> Exercise requirements:
Output every line of the items below as a Markdown table with two columns, Index for the row number and Entry for the line, and leave out any blank lines.

> Records shown:
-- START --
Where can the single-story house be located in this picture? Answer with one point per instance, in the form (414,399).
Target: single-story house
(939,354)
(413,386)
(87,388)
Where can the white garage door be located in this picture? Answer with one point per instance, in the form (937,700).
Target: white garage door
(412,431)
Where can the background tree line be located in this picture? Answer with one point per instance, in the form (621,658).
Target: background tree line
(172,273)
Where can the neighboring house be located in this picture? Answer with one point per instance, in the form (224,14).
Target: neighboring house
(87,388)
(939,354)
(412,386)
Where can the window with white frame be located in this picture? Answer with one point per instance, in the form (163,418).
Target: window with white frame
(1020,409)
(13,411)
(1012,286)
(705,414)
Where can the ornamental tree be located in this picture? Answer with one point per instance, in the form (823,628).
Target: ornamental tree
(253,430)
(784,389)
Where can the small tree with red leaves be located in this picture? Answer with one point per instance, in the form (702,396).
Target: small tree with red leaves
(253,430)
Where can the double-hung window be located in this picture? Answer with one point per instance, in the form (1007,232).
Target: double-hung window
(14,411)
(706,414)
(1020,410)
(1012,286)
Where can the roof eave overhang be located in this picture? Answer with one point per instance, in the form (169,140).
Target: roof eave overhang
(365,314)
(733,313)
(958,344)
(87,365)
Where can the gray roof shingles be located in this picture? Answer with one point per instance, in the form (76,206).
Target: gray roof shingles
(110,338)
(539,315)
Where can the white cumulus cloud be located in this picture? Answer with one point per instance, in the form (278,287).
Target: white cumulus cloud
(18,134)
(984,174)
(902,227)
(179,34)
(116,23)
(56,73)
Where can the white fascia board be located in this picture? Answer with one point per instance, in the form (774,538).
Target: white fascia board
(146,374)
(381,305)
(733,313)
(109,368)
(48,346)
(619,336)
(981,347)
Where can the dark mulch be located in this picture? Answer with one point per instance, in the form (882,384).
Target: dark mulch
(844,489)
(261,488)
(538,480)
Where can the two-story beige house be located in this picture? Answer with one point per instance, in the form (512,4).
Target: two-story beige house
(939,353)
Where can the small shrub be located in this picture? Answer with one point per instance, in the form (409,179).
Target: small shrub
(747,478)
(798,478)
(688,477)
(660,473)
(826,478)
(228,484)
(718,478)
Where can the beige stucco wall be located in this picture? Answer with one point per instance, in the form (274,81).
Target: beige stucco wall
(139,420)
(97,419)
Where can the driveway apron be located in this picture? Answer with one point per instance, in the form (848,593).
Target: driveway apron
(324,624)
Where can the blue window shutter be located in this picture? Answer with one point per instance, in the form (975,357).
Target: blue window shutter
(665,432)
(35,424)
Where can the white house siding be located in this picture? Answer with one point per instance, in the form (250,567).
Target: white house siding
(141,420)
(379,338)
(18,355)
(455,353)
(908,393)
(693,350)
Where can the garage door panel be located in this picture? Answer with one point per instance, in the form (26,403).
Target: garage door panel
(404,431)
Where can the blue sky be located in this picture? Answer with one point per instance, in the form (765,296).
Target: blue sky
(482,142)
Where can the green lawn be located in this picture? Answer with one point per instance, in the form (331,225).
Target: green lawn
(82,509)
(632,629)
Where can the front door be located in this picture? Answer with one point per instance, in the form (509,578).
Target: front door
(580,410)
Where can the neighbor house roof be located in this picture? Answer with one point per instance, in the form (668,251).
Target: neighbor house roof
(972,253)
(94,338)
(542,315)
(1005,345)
-- END --
> Answer for this exercise:
| Index | Entry |
|---|---|
| 1 | Where can the single-story house be located in this picture? Answer with one point per instance, in the form (414,399). |
| 2 | Target: single-story house |
| 3 | (939,354) |
| 4 | (413,386) |
| 5 | (87,388) |
| 6 | Where can the white garage door be located in this picture? Answer with one point per instance, in the form (937,700). |
| 7 | Target: white garage door |
| 8 | (412,431) |
| 9 | Where can the background tree line be located in this picture? Answer with one point per instance, in the form (621,658). |
| 10 | Target: background tree line |
| 11 | (172,273) |
| 12 | Where can the neighboring house be located in this picture? Answer with one point per instance, in the form (224,14). |
| 13 | Target: neighboring house |
| 14 | (87,388) |
| 15 | (939,354) |
| 16 | (412,386) |
| 17 | Where can the window with white frame be located in this picture? Answer with one point per instance, in the form (163,418). |
| 18 | Target: window with white frame |
| 19 | (1020,409) |
| 20 | (13,411) |
| 21 | (1012,286) |
| 22 | (705,414) |
| 23 | Where can the ornamental tree be located in this picture? Answer with one point per instance, in the form (823,628). |
| 24 | Target: ornamental tree |
| 25 | (253,430) |
| 26 | (784,389) |
| 27 | Where can the small tree with red leaves be located in this picture? Answer with one point per instance, in the form (702,396). |
| 28 | Target: small tree with red leaves |
| 29 | (253,430) |
| 30 | Where can the double-hung window be located in this picture? Answer with one point per instance, in the form (1007,232). |
| 31 | Target: double-hung window |
| 32 | (14,411) |
| 33 | (706,414) |
| 34 | (1020,410) |
| 35 | (1012,286) |
| 36 | Where can the roof eave overhang be located in this picture? Answer with one point per instance, in the form (169,140). |
| 37 | Target: roof eave overhang |
| 38 | (365,314) |
| 39 | (733,313) |
| 40 | (958,344) |
| 41 | (87,365) |
| 42 | Where can the gray roof shingles be located in this picture? Answer with one point per instance, in the form (76,206). |
| 43 | Target: gray roof shingles |
| 44 | (110,338) |
| 45 | (539,315) |
| 46 | Where can the white cumulus cloud be located in this picture? Answer with one point per instance, in the form (278,287). |
| 47 | Target: white cumulus cloud |
| 48 | (18,134) |
| 49 | (984,174) |
| 50 | (902,227) |
| 51 | (179,34) |
| 52 | (116,23) |
| 53 | (56,73) |
| 54 | Where can the white fascia board be located in this picture? Answer with one point per instance, in the form (774,538). |
| 55 | Target: white fascia board |
| 56 | (146,374) |
| 57 | (381,305) |
| 58 | (733,313) |
| 59 | (109,368) |
| 60 | (48,346) |
| 61 | (619,336) |
| 62 | (981,347) |
| 63 | Where can the dark mulch be located in this picture? Answer with one point per instance, in the form (882,384). |
| 64 | Target: dark mulch |
| 65 | (844,489) |
| 66 | (261,488) |
| 67 | (538,480) |
| 68 | Where can the two-story beige house be located in this picture? Answer with one point per instance, in the form (512,4). |
| 69 | Target: two-story beige house |
| 70 | (939,353) |
| 71 | Where can the small shrub be located in this picture? Answer with one point per instance, in the form (409,179). |
| 72 | Target: small shrub |
| 73 | (747,478) |
| 74 | (798,478) |
| 75 | (688,477) |
| 76 | (660,473) |
| 77 | (826,478) |
| 78 | (228,484) |
| 79 | (718,478) |
| 80 | Where can the beige stucco wall be located in this picture? Answer with one point per instance, in the form (274,81). |
| 81 | Target: beige stucco wall |
| 82 | (139,420) |
| 83 | (97,419) |
| 84 | Where can the driveway apron be located in this picture? Answer with one point per instance, in the form (848,593). |
| 85 | Target: driveway apron |
| 86 | (324,624) |
| 87 | Where can the blue window shutter be located in this picture? Answer with one point per instance, in the form (975,357). |
| 88 | Target: blue window shutter |
| 89 | (665,432) |
| 90 | (35,424) |
| 91 | Where can the white house siding be located in this picture? Answer with one point per instance, in the form (250,567). |
| 92 | Target: white house siding |
| 93 | (141,420) |
| 94 | (379,338) |
| 95 | (18,355) |
| 96 | (455,353) |
| 97 | (908,393) |
| 98 | (693,350) |
| 99 | Where can the garage door panel be located in this picture? Answer with one point per instance, in the form (26,403). |
| 100 | Target: garage door panel |
| 101 | (404,431) |
| 102 | Where can the blue sky be located in this picture? Answer with one point per instance, in the form (765,296). |
| 103 | Target: blue sky |
| 104 | (482,142) |
| 105 | Where can the green lawn be located in this picture? Answer with one point per instance, in the form (331,225). |
| 106 | Target: green lawn |
| 107 | (82,509) |
| 108 | (632,629) |
| 109 | Where can the front door be located in this picture? Answer with one point per instance, in the form (509,578). |
| 110 | Target: front door |
| 111 | (580,410) |
| 112 | Where can the neighbor house roof be located in this picture? Answer with one point per instance, in the form (668,251). |
| 113 | Target: neighbor house roof |
| 114 | (972,253) |
| 115 | (94,338) |
| 116 | (542,315) |
| 117 | (1005,345) |